● **Given entries**:
•••
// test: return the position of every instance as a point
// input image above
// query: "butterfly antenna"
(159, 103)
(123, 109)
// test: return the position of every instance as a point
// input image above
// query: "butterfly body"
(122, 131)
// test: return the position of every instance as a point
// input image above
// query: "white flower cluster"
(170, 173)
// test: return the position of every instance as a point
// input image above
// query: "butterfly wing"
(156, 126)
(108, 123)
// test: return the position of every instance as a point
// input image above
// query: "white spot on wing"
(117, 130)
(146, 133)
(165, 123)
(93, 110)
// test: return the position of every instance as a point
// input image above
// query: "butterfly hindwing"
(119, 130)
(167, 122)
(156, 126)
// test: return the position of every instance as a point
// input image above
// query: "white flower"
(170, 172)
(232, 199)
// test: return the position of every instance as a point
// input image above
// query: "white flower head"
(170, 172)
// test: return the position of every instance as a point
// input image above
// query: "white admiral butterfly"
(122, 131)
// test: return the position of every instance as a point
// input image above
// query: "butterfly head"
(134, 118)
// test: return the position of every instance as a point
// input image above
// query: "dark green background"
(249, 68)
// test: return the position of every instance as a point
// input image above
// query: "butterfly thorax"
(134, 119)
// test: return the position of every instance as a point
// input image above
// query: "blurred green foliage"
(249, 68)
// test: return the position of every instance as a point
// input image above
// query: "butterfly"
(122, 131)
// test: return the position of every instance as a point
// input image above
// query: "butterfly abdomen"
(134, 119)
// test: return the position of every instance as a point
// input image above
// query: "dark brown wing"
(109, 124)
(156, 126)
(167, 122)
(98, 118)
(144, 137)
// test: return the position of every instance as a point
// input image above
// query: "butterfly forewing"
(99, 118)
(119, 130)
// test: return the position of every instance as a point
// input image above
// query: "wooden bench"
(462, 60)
•••
● **Instruction**: All of the entries must be quoted exactly; please include each one.

● **Response to the exercise**:
// test: return the position of every instance as a point
// input image above
// query: "butterfly antenna"
(159, 103)
(123, 109)
// test: return the position of every instance as a point
// input image above
// query: "butterfly body"
(122, 131)
// test: return the position of every instance as a point
// input image above
// query: "white flower cluster"
(170, 173)
// test: return the position of every instance as a point
// input image above
// query: "butterfly wing"
(156, 126)
(108, 123)
// test: return the position of every instance as a point
// input image above
// query: "white spot on wing"
(117, 130)
(146, 133)
(165, 123)
(93, 110)
// test: return the position of every instance as a point
// input image above
// query: "butterfly hindwing"
(119, 130)
(167, 122)
(156, 126)
// test: return the position of every instance as a point
// input image above
// query: "white flower"
(170, 172)
(232, 199)
// test: return the position of every instance as a point
// input image above
// query: "white flower head"
(170, 172)
// test: return the position of every instance as a point
// input image above
// query: "white admiral butterfly"
(122, 131)
// test: return the position of every instance as a point
// input image above
// query: "butterfly head"
(134, 118)
// test: return the position of every instance as a point
// input image above
// query: "dark green background"
(249, 68)
// test: return the position of every instance as a point
// input image above
// query: "butterfly thorax"
(134, 119)
// test: return the position of every instance as a point
// input image above
// query: "blurred green foliage"
(249, 68)
// test: return the position of every instance as a point
// input image above
// query: "butterfly"
(122, 131)
// test: return the position of every instance as a point
// input image above
// query: "butterfly abdomen"
(134, 119)
// test: return the position of every instance as a point
// input image above
// query: "dark brown wing"
(109, 124)
(156, 126)
(167, 122)
(98, 118)
(144, 137)
// test: return the position of every instance as a point
// input image above
// query: "butterfly forewing"
(99, 118)
(119, 130)
// test: return the position of every instance as a point
// input image above
// query: "wooden bench"
(462, 60)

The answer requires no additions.